[Extrait de page]
>>

Sébastien Bellencontre nous ouvre les portes de son agence à Boulogne Billancourt. 30 minutes d’entretien programmé. Plus d’une heure finalement, tant il y a de choses à dire sur son métier et son évolution. Co-fondateur de l’agence de gestion d’image de sportifs 4Success, il poursuit son développement. De Blaise Matuidi à Amandine Henry, d’Adil Rami à Antoine Griezmann, sans oublier Pierre Gasly ou Mathieu Bastareaud, Sébastien Bellencontre connaît les grands sportifs dans leur intimité. Mais il garde toujours 3 priorités : l’humain, le conseil et la bienveillance.
Comment vous est venue l’idée de créer votre agence de gestion d’image des sportifs ?
S.B Je suis un sportif de haut niveau frustré ! J’ai joué au tennis à un niveau national, je n’ai pas réussi à passer le cap, mais mon rêve c’était de jouer à Roland Garros. Je me suis dit assez tôt que j’avais envie de rester dans l’univers du sport. Comment aider les sportifs, avec mes compétences et mon expérience ? C’était l’idée de départ. J’ai donc intégré un grand équipementier. Et j’ai vu le film Jerry Maguire avec Tom Cruise (NDLR : Tom Cruise joue le rôle d’un agent de stars du sport américain). Ce jour-là, je me suis dit : c’est ce métier que je veux faire et je veux le faire comme lui le fait ! Avec ces valeurs-là. Ça m’a vachement parlé. Oui, on voit la perf’ d’un athlète, oui, on regarde le potentiel, mais avant ça, on voit avant tout l’humain. Mon expérience chez Adidas m’a bien aidé en termes de réseau… Et je me suis lancé en 2012.

<<

[Données de travail]

>>

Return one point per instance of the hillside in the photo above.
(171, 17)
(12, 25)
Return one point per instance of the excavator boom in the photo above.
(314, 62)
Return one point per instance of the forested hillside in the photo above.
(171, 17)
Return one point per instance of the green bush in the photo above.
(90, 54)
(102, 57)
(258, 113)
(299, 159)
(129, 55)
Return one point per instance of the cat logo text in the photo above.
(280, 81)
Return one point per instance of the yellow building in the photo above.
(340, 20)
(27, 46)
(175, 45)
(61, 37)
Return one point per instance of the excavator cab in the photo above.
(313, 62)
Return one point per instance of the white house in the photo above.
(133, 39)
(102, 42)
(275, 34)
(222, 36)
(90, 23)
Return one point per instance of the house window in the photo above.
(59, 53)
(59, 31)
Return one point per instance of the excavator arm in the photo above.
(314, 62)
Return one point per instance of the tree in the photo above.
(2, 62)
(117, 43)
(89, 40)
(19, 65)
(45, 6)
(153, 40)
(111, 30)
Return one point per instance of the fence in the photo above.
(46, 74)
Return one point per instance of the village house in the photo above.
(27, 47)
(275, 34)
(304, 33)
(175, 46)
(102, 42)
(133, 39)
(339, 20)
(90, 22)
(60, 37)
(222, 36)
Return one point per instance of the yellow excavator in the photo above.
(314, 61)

<<

[Exercices à traiter]
- 1) Peux-tu restituer tels quels l'ensemble des enregistrements ci-dessus, du premier au dernier ?
- 2) Pourrais-tu poursuivre l'entretien avec le cofondateur de 4Success à partir de sa dernière phrase ?

[Corrigé]
- 1)
Return one point per instance of the hillside in the photo above.
(171, 17)
(12, 25)
Return one point per instance of the excavator boom in the photo above.
(314, 62)
Return one point per instance of the forested hillside in the photo above.
(171, 17)
Return one point per instance of the green bush in the photo above.
(90, 54)
(102, 57)
(258, 113)
(299, 159)
(129, 55)
Return one point per instance of the cat logo text in the photo above.
(280, 81)
Return one point per instance of the yellow building in the photo above.
(340, 20)
(27, 46)
(175, 45)
(61, 37)
Return one point per instance of the excavator cab in the photo above.
(313, 62)
Return one point per instance of the white house in the photo above.
(133, 39)
(102, 42)
(275, 34)
(222, 36)
(90, 23)
Return one point per instance of the house window in the photo above.
(59, 53)
(59, 31)
Return one point per instance of the excavator arm in the photo above.
(314, 62)
Return one point per instance of the tree in the photo above.
(2, 62)
(117, 43)
(89, 40)
(19, 65)
(45, 6)
(153, 40)
(111, 30)
Return one point per instance of the fence in the photo above.
(46, 74)
Return one point per instance of the village house in the photo above.
(27, 47)
(275, 34)
(304, 33)
(175, 46)
(102, 42)
(133, 39)
(339, 20)
(90, 22)
(60, 37)
(222, 36)
Return one point per instance of the yellow excavator in the photo above.
(314, 61)

- 2)
« Certains agents n’ont pas la perception de ce que tu peux apporter »
Comment se passe le métier d’agent d’image vis à vis des agents sportifs ?
S.B C’est simple, c’est lié à la personne, pas au statut. C’est une histoire d’hommes. Il y a des agents sportifs avec lesquels tu ne travailleras malheureusement pas, ou mal. Ils n’ont pas forcément la valeur, la perception de ce que tu peux apporter. Mais aujourd’hui, beaucoup ont compris l’utilité de nos compétences. Surtout à l’heure de la surmédiatisation. Je ne me suis jamais fait avoir par un sportif. Un agent, oui. Un agent lyonnais, qui avait un de mes premiers clients, m’a menacé de mort. Il a menacé mes parents au téléphone, c’est allé loin. On a arrêté de travailler avec le sportif en question, même si je suis resté très ami. Mais je ne conçois pas une relation de travail comme ça. Impossible. Ce genre de personnes ne font pas du bien à la profession.
« L’agent sportif doit avoir un rôle de deuxième papa »
Qu’est-ce que vous attendez d’un agent sportif ?
S.B La bienveillance ! Indispensable. Quand tu confies un gamin de 15-16 ans à quelqu’un que tu ne connais pas, tu dois l’accompagner avec la plus grande des bienveillances. Il doit avoir un rôle de deuxième papa. Et l’autre qualité primordiale, c’est de ne jamais faire passer ses propres intérêts avant ceux de ton client. J’ai trop vu de joueurs qui se retrouvaient à aller dans un club alors qu’ils ne voulaient pas y jouer. Mais les intérêts étaient très intéressants…
À quoi ressemblent vos journées de travail ? Et finalement, quelle est la finalité de votre métier d’agent d’image ?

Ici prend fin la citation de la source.